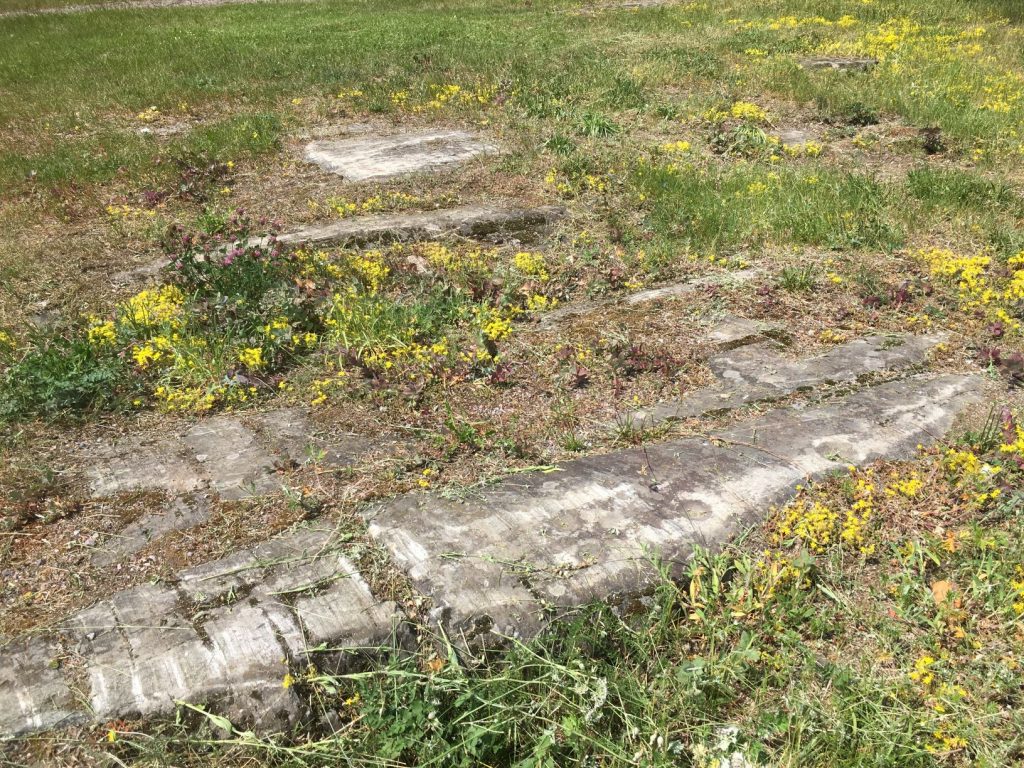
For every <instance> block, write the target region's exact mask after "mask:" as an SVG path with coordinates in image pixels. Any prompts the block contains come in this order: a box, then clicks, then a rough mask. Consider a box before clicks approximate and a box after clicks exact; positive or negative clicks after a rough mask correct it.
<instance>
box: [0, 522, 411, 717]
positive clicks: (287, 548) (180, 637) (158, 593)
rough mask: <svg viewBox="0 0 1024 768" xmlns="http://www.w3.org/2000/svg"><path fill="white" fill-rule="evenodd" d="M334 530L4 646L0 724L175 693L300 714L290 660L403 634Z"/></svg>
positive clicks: (395, 620) (111, 706)
mask: <svg viewBox="0 0 1024 768" xmlns="http://www.w3.org/2000/svg"><path fill="white" fill-rule="evenodd" d="M333 532H334V531H333V528H332V527H330V526H328V525H324V524H319V525H313V526H309V527H305V528H299V529H297V530H295V531H292V532H290V534H288V535H285V536H283V537H280V538H278V539H275V540H271V541H270V542H267V543H266V544H264V545H261V546H260V547H257V548H254V549H252V550H245V551H243V552H239V553H236V554H234V555H231V556H230V557H229V558H225V559H224V560H222V561H217V562H214V563H208V564H206V565H204V566H201V567H199V568H191V569H189V570H186V571H183V572H182V573H180V574H179V578H178V581H177V583H171V584H161V585H144V586H141V587H137V588H135V589H132V590H128V591H125V592H121V593H118V594H116V595H115V596H114V597H112V598H111V599H110V600H104V601H102V602H99V603H97V604H96V605H94V606H92V607H91V608H88V609H86V610H84V611H81V612H79V613H77V614H75V615H73V616H72V617H70V618H69V620H68V621H67V622H65V623H62V624H61V625H60V627H59V628H58V629H56V630H54V631H51V632H48V633H46V634H44V635H37V636H34V637H32V638H29V639H27V640H24V641H19V642H15V643H13V644H11V645H8V646H6V647H4V648H3V649H2V650H0V737H9V736H15V735H19V734H24V733H29V732H32V731H36V730H41V729H48V728H54V727H59V726H61V725H68V724H72V723H81V722H103V721H106V720H111V719H115V718H135V717H147V716H153V715H167V714H170V713H173V712H174V710H175V706H176V705H175V701H176V700H186V701H189V702H191V703H207V705H210V706H211V708H212V709H213V710H214V711H216V712H219V713H221V714H224V715H226V716H227V717H229V718H230V719H231V720H232V722H233V723H236V724H237V725H245V726H255V727H258V728H260V729H263V730H270V729H280V728H284V727H287V726H289V725H290V724H292V723H293V722H295V720H296V719H298V718H301V717H302V715H303V712H302V709H301V705H300V701H299V699H298V697H297V696H296V695H295V692H294V689H289V688H285V687H284V685H283V682H282V681H283V680H284V677H285V675H286V673H288V671H289V669H292V670H298V669H305V667H306V666H307V665H308V664H309V663H310V662H315V664H316V665H317V666H318V667H319V668H321V669H345V668H347V667H348V666H349V665H350V664H351V662H352V659H353V658H355V657H357V655H358V654H359V653H370V652H375V651H377V650H378V649H380V648H382V647H386V648H394V647H397V646H399V645H400V644H401V643H403V642H406V639H407V638H406V634H404V632H406V631H404V629H403V628H402V622H403V618H402V615H401V613H400V611H399V610H398V607H397V606H396V605H395V604H394V603H392V602H387V601H380V600H377V599H376V598H374V596H373V595H372V593H371V590H370V588H369V586H368V585H367V583H366V582H365V581H364V580H362V578H361V577H360V575H359V573H358V571H357V570H356V568H355V567H354V566H353V565H352V564H351V563H350V562H348V561H347V560H346V559H345V558H344V557H343V556H342V555H341V554H340V553H339V552H338V551H337V550H336V549H335V547H334V546H333V544H332V537H333ZM327 648H329V649H330V650H326V649H327Z"/></svg>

────────────────

What you have to do:
Apply a filter for "rough" to the data above, then copy each line that matches.

Response area:
For every <instance> block, write the target region's exact mask after "mask:" as an SVG path with coordinates in image pixels. Any prompts the block contains come in this order: a box, then clicks, then a rough mask. Consider a box before clicks approximate and a box after clicks exact; positive or negative clicks after a rough mask correct it.
rough mask: <svg viewBox="0 0 1024 768" xmlns="http://www.w3.org/2000/svg"><path fill="white" fill-rule="evenodd" d="M334 530L4 646L0 724L175 693L300 714L290 660L403 634Z"/></svg>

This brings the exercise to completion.